### ENTRIES SHOWN:
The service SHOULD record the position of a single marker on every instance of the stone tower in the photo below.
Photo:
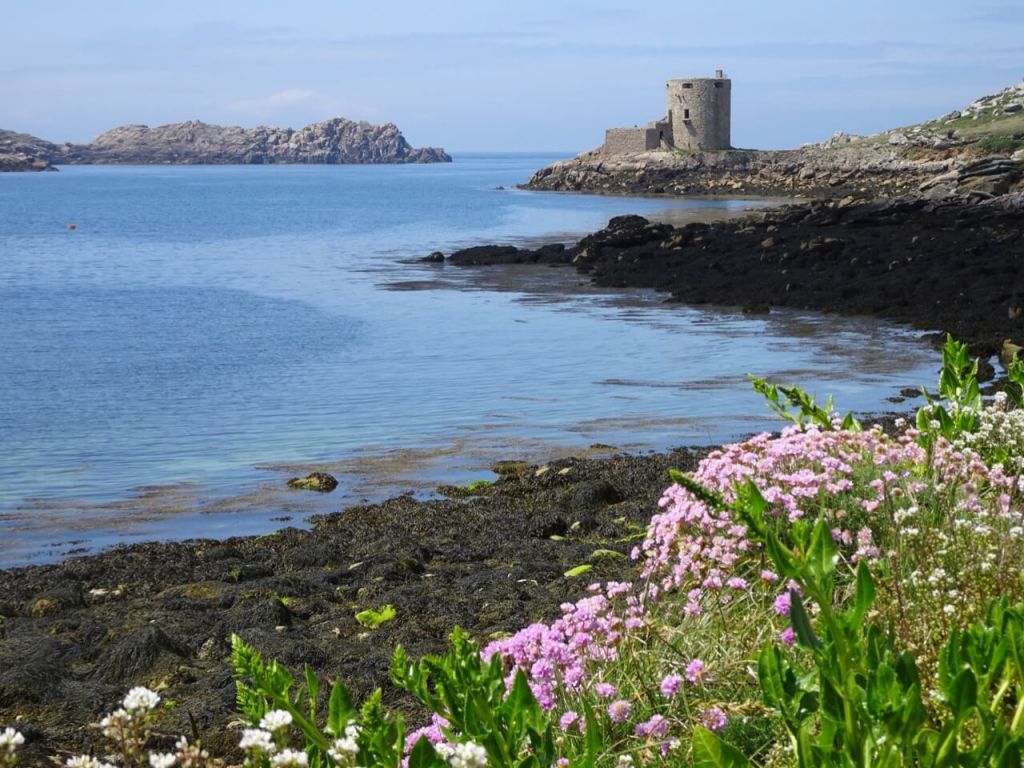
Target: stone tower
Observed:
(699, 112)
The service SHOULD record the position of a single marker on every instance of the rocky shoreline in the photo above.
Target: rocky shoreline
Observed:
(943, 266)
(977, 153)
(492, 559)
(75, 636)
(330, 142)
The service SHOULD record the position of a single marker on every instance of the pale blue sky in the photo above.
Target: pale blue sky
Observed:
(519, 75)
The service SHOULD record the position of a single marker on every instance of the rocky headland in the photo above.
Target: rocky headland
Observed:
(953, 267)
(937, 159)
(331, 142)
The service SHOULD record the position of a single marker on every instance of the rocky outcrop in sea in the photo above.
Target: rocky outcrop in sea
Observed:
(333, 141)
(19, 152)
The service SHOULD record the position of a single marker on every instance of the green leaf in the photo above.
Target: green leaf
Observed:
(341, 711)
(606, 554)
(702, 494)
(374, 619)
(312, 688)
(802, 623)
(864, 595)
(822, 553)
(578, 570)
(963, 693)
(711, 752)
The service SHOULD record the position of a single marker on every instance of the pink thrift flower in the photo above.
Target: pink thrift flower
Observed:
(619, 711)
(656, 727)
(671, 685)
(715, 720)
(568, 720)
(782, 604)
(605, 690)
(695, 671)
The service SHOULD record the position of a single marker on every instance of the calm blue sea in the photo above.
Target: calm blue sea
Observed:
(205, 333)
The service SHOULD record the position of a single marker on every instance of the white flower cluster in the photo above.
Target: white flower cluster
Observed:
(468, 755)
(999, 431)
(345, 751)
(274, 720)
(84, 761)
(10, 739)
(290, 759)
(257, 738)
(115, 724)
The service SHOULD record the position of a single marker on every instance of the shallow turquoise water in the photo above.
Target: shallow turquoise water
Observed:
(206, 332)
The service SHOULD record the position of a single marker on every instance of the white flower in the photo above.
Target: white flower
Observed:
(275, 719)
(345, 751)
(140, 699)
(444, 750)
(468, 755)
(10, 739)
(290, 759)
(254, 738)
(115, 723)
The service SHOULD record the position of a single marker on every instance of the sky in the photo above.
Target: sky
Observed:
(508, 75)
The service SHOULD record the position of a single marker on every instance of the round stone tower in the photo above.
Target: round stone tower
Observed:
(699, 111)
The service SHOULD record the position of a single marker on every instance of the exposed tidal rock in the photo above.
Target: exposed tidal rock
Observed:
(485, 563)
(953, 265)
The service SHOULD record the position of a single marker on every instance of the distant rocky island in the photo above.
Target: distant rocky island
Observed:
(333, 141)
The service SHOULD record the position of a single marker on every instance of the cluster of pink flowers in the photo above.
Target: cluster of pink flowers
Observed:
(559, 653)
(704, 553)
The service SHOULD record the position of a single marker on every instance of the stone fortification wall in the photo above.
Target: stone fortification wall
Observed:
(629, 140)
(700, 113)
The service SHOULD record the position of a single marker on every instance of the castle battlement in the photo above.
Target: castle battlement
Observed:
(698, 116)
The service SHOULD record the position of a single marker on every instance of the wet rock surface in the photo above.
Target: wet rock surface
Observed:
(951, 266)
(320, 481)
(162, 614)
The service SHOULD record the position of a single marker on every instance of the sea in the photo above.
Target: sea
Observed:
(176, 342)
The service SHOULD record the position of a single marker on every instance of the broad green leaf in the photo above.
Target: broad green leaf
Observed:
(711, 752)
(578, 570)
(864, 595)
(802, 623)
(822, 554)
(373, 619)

...

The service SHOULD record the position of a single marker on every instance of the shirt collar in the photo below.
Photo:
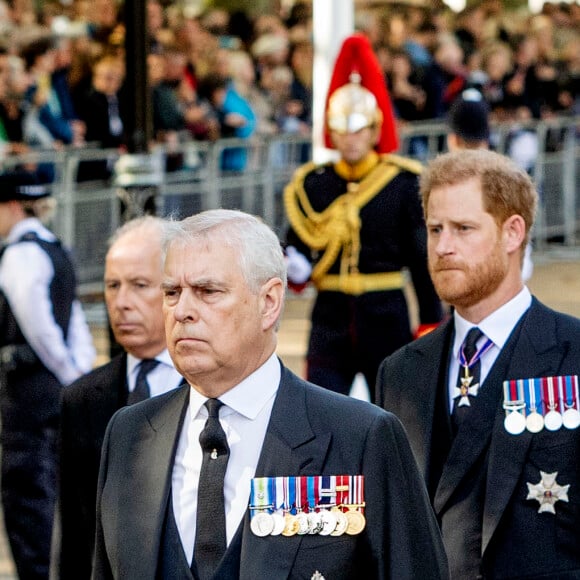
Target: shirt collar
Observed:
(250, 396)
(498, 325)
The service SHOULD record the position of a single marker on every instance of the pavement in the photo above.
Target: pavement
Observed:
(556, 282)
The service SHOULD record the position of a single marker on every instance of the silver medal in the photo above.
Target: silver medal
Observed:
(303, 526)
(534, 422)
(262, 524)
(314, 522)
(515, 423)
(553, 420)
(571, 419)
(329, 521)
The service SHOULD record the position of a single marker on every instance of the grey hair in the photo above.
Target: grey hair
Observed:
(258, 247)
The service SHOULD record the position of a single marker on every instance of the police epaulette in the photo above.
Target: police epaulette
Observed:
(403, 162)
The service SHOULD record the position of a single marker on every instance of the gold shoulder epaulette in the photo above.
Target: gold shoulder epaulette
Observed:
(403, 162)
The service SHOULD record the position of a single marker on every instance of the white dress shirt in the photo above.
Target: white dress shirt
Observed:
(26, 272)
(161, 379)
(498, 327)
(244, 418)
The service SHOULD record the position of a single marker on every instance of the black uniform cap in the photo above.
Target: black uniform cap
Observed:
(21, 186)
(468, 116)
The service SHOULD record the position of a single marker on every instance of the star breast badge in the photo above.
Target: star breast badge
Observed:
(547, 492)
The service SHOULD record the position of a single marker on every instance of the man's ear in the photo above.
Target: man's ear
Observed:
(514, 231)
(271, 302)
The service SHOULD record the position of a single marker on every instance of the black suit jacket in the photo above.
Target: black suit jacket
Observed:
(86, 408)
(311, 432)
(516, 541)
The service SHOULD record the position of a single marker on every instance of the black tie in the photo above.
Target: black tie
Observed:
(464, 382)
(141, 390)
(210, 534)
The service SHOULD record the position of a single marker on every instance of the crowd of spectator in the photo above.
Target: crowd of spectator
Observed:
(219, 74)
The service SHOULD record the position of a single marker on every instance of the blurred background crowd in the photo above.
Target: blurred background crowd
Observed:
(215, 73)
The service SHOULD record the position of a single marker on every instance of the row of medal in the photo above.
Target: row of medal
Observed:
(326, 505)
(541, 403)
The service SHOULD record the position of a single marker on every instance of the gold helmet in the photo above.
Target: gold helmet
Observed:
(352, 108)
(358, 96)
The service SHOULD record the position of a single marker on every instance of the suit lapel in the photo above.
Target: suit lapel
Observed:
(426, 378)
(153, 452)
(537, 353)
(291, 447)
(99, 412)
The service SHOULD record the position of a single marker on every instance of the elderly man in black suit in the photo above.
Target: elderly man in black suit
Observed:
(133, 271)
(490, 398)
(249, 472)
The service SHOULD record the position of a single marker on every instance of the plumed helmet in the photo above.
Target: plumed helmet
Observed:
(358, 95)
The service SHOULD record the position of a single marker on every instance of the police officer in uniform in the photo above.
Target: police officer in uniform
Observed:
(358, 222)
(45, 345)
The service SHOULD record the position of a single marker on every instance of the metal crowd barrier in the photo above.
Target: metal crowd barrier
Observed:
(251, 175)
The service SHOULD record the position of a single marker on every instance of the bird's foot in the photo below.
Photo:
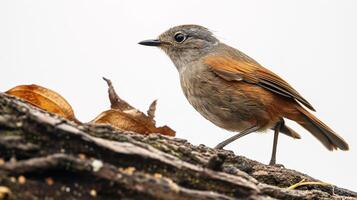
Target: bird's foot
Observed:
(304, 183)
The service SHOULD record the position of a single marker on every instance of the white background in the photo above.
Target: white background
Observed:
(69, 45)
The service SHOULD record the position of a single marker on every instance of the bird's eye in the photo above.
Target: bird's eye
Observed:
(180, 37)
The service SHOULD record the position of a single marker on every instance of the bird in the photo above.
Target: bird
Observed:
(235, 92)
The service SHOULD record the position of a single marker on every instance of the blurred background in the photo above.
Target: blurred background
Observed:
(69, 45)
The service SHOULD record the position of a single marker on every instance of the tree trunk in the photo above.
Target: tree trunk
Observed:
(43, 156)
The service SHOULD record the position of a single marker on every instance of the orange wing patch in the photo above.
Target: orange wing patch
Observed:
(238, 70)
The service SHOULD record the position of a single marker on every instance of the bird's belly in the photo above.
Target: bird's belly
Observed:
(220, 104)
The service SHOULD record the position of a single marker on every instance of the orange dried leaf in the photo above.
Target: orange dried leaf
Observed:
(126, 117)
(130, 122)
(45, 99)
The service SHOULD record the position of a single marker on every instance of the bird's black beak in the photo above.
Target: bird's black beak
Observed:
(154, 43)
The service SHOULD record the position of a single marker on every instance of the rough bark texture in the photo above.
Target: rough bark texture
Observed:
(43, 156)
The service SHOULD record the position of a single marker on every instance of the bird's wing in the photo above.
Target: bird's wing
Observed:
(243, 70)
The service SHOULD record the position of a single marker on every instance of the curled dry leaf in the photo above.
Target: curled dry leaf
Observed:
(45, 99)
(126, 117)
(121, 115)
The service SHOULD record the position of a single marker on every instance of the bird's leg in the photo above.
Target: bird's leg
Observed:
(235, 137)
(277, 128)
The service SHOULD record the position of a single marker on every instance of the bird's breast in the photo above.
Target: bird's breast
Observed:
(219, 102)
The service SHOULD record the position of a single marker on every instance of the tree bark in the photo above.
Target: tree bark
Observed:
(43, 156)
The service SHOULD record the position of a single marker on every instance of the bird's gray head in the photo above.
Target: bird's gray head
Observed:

---

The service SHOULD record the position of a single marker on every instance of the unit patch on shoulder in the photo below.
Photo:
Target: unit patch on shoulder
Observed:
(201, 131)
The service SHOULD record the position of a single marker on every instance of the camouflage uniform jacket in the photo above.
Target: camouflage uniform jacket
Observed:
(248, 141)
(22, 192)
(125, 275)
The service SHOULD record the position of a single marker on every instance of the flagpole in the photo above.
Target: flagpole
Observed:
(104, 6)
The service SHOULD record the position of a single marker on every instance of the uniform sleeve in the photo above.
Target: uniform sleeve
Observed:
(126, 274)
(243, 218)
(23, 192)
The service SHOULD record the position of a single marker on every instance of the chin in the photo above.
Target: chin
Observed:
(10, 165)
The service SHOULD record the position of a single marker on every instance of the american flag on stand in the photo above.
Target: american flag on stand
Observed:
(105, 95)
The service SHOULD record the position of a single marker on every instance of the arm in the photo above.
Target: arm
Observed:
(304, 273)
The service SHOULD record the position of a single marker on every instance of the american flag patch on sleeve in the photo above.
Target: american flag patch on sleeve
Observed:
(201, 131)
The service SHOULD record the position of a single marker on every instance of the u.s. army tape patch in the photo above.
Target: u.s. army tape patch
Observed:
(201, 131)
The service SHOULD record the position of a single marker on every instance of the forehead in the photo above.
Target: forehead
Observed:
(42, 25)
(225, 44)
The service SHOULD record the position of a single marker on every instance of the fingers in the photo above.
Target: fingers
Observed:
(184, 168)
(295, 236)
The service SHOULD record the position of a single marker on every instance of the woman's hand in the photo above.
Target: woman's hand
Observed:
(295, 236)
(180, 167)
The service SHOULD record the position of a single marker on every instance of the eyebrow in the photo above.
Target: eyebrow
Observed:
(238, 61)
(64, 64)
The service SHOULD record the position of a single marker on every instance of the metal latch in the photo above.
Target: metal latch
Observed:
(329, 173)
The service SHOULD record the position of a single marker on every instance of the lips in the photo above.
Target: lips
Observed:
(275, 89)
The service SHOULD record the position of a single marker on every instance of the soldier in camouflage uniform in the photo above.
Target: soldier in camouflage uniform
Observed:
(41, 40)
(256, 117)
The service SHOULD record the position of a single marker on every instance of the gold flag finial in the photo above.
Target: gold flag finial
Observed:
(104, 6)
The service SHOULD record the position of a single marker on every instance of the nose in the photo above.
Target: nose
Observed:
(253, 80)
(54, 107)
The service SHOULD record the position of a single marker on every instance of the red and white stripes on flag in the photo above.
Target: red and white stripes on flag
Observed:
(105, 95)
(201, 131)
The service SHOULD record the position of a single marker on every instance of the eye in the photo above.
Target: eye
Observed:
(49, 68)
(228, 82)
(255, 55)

### PROBLEM TO SOLVE:
Lines above that have "cluster": copy each of them.

### YOUR RESPONSE:
The service SHOULD record the position of a single marker on every instance of the white flower cluster in the photo above.
Target: white flower cluster
The service SHOULD record the position of a single marker on every instance of the cluster of pink flowers in the photo above.
Target: cluster of pink flowers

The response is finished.